Requirement:
Exact copies are required of the lines from the line containing "Request = locate the sea" through the final line of the listing, both included, and of no other lines.

Entries provided:

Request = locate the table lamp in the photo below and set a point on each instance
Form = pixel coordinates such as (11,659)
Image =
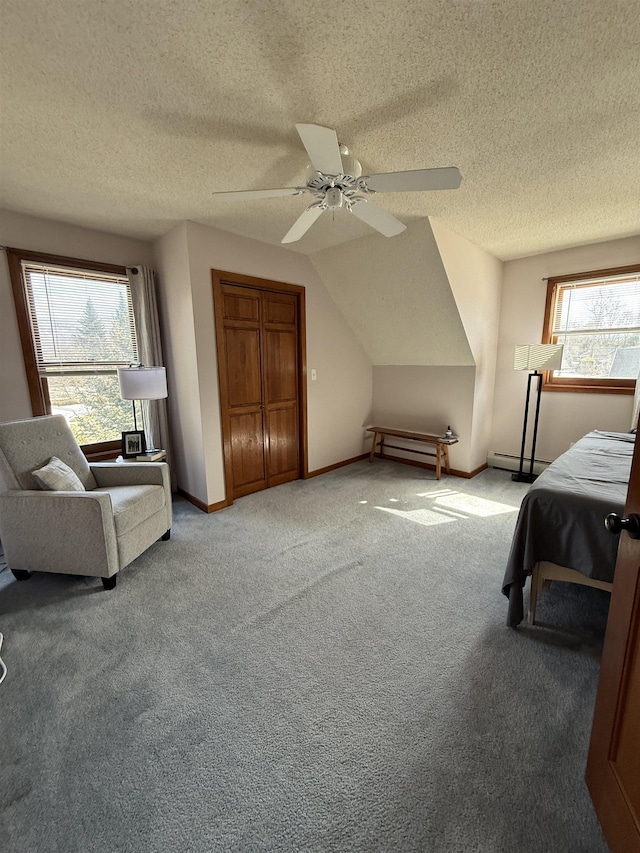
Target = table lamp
(142,383)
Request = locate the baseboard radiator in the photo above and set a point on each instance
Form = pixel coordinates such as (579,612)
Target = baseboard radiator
(512,463)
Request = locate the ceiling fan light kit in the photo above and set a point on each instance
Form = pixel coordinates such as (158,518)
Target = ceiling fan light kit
(335,180)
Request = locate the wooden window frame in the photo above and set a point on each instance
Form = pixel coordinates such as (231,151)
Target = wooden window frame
(38,385)
(582,385)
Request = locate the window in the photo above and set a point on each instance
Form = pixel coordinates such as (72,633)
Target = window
(596,316)
(77,327)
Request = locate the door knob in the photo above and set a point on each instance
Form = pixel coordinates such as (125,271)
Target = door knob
(615,524)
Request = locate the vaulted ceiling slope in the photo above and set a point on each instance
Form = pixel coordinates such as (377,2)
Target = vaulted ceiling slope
(397,298)
(126,115)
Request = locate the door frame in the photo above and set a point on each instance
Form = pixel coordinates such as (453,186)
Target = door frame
(218,278)
(615,814)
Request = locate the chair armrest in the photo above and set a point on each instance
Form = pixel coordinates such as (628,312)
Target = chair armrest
(70,532)
(131,474)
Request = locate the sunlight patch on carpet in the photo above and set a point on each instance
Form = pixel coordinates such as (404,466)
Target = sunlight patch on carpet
(473,505)
(427,517)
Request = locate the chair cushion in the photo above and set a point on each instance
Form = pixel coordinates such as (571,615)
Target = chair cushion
(55,476)
(133,504)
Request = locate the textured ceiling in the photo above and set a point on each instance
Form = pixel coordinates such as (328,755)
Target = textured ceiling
(125,115)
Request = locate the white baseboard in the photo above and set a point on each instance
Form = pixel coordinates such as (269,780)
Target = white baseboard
(512,463)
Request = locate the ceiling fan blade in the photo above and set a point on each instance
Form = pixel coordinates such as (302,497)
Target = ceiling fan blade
(302,224)
(378,218)
(416,180)
(249,194)
(322,147)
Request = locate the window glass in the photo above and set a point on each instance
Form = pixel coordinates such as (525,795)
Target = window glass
(83,329)
(596,317)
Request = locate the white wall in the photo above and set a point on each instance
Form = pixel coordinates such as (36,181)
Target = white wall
(563,417)
(175,305)
(339,401)
(57,238)
(475,277)
(395,295)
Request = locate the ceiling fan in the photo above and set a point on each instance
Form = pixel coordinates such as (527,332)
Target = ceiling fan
(336,181)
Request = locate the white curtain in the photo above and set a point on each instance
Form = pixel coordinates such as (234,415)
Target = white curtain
(145,312)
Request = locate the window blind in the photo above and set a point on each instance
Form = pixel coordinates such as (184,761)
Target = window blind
(81,321)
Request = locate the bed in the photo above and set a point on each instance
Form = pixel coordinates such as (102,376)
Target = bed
(560,532)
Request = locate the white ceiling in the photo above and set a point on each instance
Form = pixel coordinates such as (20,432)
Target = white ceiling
(125,115)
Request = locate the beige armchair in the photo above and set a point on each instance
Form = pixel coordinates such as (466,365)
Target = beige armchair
(124,509)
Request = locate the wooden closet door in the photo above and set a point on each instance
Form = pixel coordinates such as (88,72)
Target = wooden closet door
(260,394)
(280,382)
(243,410)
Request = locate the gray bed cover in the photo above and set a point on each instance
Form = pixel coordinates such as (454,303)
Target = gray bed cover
(561,518)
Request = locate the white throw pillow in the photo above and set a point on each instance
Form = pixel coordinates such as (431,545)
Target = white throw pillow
(56,476)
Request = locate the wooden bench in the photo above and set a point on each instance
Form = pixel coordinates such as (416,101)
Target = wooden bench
(441,453)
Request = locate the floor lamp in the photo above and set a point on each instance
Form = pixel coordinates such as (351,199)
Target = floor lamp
(534,357)
(142,383)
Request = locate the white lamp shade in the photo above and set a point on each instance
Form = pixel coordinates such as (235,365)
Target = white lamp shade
(538,357)
(142,383)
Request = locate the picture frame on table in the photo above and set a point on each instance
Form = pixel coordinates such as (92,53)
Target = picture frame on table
(133,444)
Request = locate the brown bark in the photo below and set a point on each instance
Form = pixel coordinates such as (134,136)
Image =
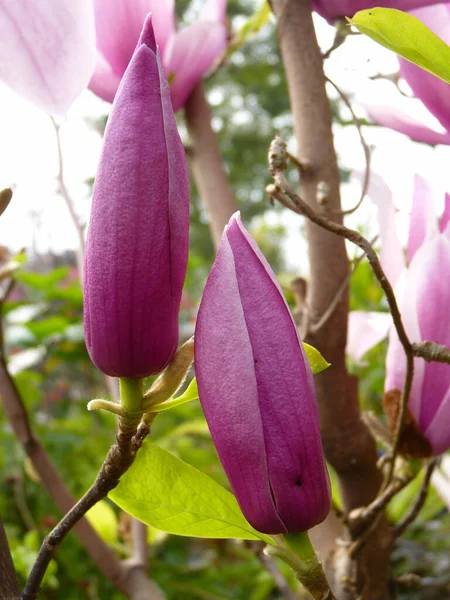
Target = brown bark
(129,579)
(207,165)
(347,443)
(9,585)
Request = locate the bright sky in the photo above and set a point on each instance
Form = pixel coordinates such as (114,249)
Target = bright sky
(38,217)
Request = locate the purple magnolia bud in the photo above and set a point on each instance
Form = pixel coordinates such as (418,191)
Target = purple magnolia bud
(186,54)
(424,303)
(257,391)
(334,9)
(137,244)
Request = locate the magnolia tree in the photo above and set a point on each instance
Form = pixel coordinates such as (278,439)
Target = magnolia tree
(282,410)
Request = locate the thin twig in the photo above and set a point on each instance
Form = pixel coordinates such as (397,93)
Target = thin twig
(418,504)
(314,328)
(117,462)
(298,205)
(9,585)
(360,518)
(269,564)
(68,199)
(366,149)
(431,352)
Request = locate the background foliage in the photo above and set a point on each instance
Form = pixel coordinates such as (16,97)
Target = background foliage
(43,338)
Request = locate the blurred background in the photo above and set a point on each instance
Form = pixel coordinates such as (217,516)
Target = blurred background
(51,166)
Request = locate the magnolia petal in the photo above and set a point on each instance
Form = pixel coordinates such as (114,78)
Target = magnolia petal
(422,222)
(333,9)
(398,121)
(431,90)
(445,219)
(391,255)
(231,405)
(47,50)
(442,485)
(136,251)
(189,54)
(118,24)
(365,330)
(284,409)
(438,432)
(104,82)
(429,275)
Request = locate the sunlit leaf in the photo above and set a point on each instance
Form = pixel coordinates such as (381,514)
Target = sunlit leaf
(104,520)
(315,359)
(408,37)
(253,24)
(167,493)
(190,394)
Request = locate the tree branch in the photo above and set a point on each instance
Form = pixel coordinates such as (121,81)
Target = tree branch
(418,504)
(347,443)
(117,461)
(432,352)
(207,165)
(9,585)
(65,194)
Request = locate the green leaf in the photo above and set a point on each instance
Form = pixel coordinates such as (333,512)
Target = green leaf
(48,326)
(190,394)
(104,520)
(250,27)
(167,493)
(42,281)
(315,359)
(406,36)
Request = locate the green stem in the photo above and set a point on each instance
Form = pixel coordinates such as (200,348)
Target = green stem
(301,557)
(131,394)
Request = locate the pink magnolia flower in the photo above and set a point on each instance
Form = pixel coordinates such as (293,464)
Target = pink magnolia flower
(186,54)
(260,407)
(334,9)
(423,294)
(137,243)
(432,91)
(47,50)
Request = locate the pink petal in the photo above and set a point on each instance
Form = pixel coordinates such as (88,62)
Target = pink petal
(261,411)
(438,432)
(118,24)
(431,90)
(137,242)
(47,50)
(223,406)
(189,54)
(105,81)
(365,330)
(391,255)
(429,276)
(422,222)
(398,121)
(445,219)
(442,486)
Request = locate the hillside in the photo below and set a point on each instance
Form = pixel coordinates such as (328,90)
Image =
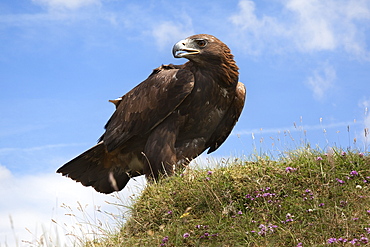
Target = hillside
(308,198)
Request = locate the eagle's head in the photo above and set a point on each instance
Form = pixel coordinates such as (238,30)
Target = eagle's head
(201,48)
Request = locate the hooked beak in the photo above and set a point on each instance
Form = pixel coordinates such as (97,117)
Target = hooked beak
(183,48)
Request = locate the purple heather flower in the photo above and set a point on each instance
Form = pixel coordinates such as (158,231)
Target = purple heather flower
(353,241)
(290,169)
(340,181)
(354,173)
(332,240)
(165,239)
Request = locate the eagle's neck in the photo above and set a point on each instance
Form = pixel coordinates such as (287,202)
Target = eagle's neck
(224,70)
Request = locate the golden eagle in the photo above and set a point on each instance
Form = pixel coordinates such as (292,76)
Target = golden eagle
(173,116)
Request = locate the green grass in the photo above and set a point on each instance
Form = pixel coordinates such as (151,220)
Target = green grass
(307,198)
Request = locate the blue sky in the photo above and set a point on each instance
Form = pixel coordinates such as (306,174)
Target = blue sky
(304,62)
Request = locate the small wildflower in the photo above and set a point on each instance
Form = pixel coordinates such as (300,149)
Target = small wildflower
(332,240)
(353,173)
(290,169)
(165,239)
(340,181)
(184,215)
(353,241)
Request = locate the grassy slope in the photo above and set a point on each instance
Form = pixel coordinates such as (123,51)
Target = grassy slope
(307,199)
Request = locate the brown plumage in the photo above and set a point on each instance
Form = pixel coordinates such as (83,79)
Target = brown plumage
(173,116)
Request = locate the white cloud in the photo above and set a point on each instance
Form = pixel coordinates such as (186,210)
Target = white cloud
(322,81)
(66,4)
(30,203)
(166,32)
(255,32)
(305,26)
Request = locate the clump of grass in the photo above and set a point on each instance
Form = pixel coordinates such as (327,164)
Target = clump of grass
(307,198)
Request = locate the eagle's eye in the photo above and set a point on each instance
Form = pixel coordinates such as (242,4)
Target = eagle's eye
(201,42)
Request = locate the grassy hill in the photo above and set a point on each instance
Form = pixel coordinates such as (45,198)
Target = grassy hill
(308,198)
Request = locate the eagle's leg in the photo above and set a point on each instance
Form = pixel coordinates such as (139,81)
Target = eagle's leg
(159,152)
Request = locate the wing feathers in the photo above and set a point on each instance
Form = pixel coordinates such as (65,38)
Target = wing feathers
(228,122)
(144,107)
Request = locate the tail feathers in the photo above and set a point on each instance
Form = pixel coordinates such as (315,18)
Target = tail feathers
(88,169)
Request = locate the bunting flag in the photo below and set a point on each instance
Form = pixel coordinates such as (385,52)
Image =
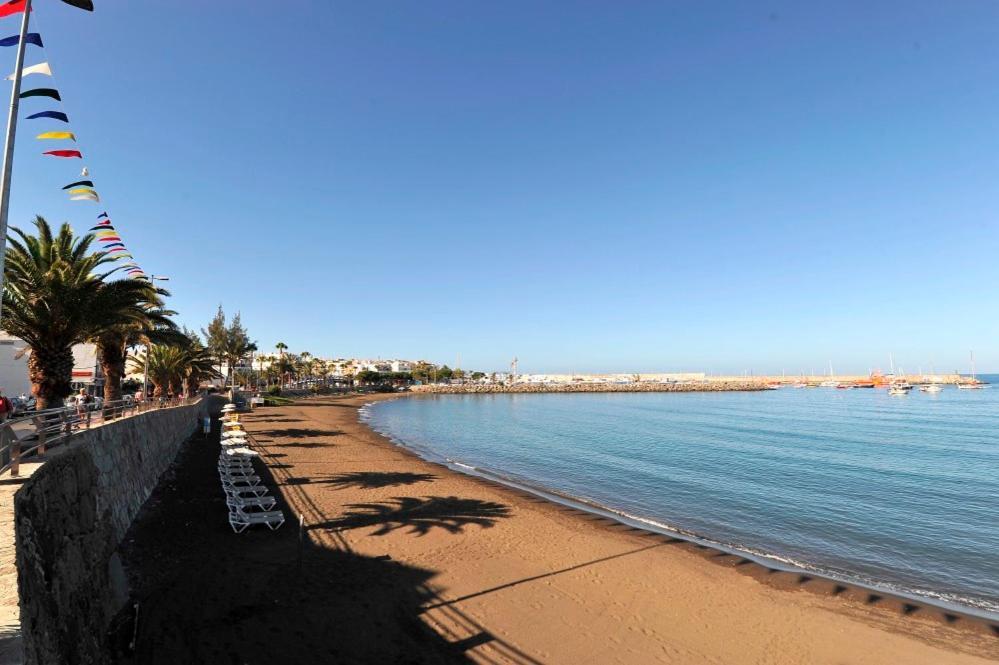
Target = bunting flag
(57,135)
(12,7)
(81,4)
(42,92)
(55,115)
(41,68)
(64,153)
(30,38)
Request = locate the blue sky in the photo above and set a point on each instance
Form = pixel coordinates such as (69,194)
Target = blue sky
(587,186)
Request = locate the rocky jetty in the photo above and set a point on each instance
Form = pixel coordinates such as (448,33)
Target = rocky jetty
(643,387)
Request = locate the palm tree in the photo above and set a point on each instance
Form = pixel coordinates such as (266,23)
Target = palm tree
(164,365)
(198,366)
(112,343)
(54,297)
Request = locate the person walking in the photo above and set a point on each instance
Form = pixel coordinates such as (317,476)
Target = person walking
(6,407)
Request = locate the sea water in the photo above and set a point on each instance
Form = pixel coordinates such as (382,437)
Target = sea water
(896,492)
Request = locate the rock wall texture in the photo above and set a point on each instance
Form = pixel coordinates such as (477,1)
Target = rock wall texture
(710,386)
(70,517)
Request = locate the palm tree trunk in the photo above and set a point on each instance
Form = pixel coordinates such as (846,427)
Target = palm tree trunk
(51,373)
(112,352)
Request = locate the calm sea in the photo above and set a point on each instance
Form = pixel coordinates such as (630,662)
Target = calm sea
(897,492)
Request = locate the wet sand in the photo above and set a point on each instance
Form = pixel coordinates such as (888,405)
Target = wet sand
(403,560)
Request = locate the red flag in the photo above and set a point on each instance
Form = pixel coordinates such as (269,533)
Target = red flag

Full answer:
Request = locate the sea water in the photo above and set a point on each instance
Form = pixel coordinates such as (382,437)
Target = sea water
(896,492)
Request = locate the rock wall texture in the photo above and set a point on each instance
Form = pixel coordinates such as (477,1)
Target = rock wall texture
(710,386)
(70,517)
Request = locate the palm tree trunk in the photo above and set a point on each instance
Form = pixel coordinates such as (846,427)
Target = palm tree trunk
(51,373)
(112,352)
Request = locate the calm sea in the photo above and set a point on each instance
Form = pixel coordinates such as (630,662)
Target = calm sea
(897,492)
Request = locate the wet sand in the photo above and set a point on each instance
Form = pixel coordinates such as (888,405)
Target = wet sand
(403,560)
Request = locate the red flag in the photo above and set a point on each instance
Form = pixel coordinates such as (269,533)
Target = red flag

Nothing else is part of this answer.